_Extracted records:_
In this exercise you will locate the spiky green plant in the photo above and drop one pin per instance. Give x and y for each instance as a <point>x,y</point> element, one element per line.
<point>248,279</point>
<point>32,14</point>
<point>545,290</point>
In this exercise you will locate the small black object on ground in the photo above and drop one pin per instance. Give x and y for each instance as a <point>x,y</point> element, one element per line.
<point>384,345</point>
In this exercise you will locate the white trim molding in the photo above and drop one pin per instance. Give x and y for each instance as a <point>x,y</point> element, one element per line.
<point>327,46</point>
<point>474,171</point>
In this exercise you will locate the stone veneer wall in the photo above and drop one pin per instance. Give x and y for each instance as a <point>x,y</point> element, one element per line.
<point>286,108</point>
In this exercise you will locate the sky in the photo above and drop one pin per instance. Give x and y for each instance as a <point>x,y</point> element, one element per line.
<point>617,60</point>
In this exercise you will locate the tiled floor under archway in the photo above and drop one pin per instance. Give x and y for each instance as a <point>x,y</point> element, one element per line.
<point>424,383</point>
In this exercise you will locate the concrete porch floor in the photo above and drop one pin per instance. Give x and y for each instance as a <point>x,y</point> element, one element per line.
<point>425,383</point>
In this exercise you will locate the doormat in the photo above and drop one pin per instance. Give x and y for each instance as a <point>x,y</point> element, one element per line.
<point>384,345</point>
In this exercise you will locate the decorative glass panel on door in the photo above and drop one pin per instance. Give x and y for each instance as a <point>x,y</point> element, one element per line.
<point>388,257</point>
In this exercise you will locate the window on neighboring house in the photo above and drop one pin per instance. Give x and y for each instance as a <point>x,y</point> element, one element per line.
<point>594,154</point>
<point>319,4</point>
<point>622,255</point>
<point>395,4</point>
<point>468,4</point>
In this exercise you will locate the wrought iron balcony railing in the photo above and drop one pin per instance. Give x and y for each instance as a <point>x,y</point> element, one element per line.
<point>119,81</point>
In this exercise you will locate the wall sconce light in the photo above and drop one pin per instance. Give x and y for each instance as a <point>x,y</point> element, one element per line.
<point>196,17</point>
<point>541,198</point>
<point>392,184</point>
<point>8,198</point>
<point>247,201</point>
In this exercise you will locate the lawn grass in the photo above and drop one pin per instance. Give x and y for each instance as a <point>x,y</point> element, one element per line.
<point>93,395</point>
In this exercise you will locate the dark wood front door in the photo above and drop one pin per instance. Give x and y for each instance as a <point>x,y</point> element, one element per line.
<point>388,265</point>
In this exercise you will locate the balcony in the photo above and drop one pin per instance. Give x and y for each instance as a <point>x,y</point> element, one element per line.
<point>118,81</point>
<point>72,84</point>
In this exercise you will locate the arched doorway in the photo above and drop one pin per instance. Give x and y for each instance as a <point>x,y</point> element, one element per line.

_What the task asks:_ Take the entries above and transcribe them in full.

_Answer for this exercise:_
In this exercise you will locate the spiky green plant in the photo above and drop one pin per instance. Give x and y for each instance as a <point>x,y</point> element, one element per line.
<point>248,279</point>
<point>32,14</point>
<point>545,290</point>
In this exercise you will locate the small black object on ground in the photo above and drop one pin per instance. Give x and y for each instance as a <point>x,y</point> element, one element per line.
<point>384,345</point>
In this exercise you will locate the white trim molding in the photo above and drop one pin per instance. Give x and y for each instance as a <point>x,y</point> element, one element per line.
<point>327,46</point>
<point>474,171</point>
In this exercise you will locate the stone veneer wall in the photo above and drop one pin per instance. Give x and y for each instance as a <point>x,y</point> element, one element per line.
<point>286,108</point>
In this exercise you will locate the sky in the photo above and drop one pin per instance. Give x and y for each instance as a <point>x,y</point> element, one element per line.
<point>617,60</point>
In this exercise you will locate the tiled floor under archway in the photo above and drop one pin per instance. Give x and y for each instance as a <point>x,y</point> element, one element per line.
<point>424,383</point>
In this exercise you will locate the concrete porch floor in the photo above and drop one pin per instance. Give x and y for each instance as a <point>x,y</point> element, one element per line.
<point>425,383</point>
In this exercise you will locate the doormat in the photo above and drop one pin per instance. Give x and y for each instance as a <point>x,y</point> element, one element per line.
<point>384,345</point>
In this exercise you will locate the decorative glass panel on door in the photo above and drop one pin per instance. Give x and y for each instance as a <point>x,y</point> element, one element per line.
<point>388,257</point>
In this exercise you will locate the window on neighboring house in the photo above and drop one pin per instance. Give x and y for each instance as a <point>x,y</point> element, one element per line.
<point>594,154</point>
<point>319,4</point>
<point>622,255</point>
<point>395,4</point>
<point>468,4</point>
In this exercise you will locate the wrought iron balcony railing in the photo above and drop one pin per instance. Give x and y for each instance as a <point>x,y</point> element, one element per line.
<point>119,81</point>
In this exercise you will locate the wall sconce light in the photo above and drop one pin per instance. Give x and y for each instance as a <point>x,y</point> element, one element per line.
<point>196,17</point>
<point>541,198</point>
<point>392,184</point>
<point>8,198</point>
<point>247,201</point>
In this exercise you will locate the lawn grass in the photo above and drop one pin per instance. Give x and y for each instance as a <point>x,y</point> element, one element per line.
<point>93,395</point>
In this exercise you will locate the dark wood front door in the photo above and drop one pin per instance. Give x and y for each instance as a <point>x,y</point> element, one element per line.
<point>388,265</point>
In this exercise you will locate the balcony in the photo above and drop one pin per instance. Give x and y for each instance as a <point>x,y</point> element, one element per line.
<point>118,81</point>
<point>72,84</point>
In this exercise you will locate the arched doorway in the photo above and drop one pin per instance. Give x and y for each instance as a <point>x,y</point> element, one element per line.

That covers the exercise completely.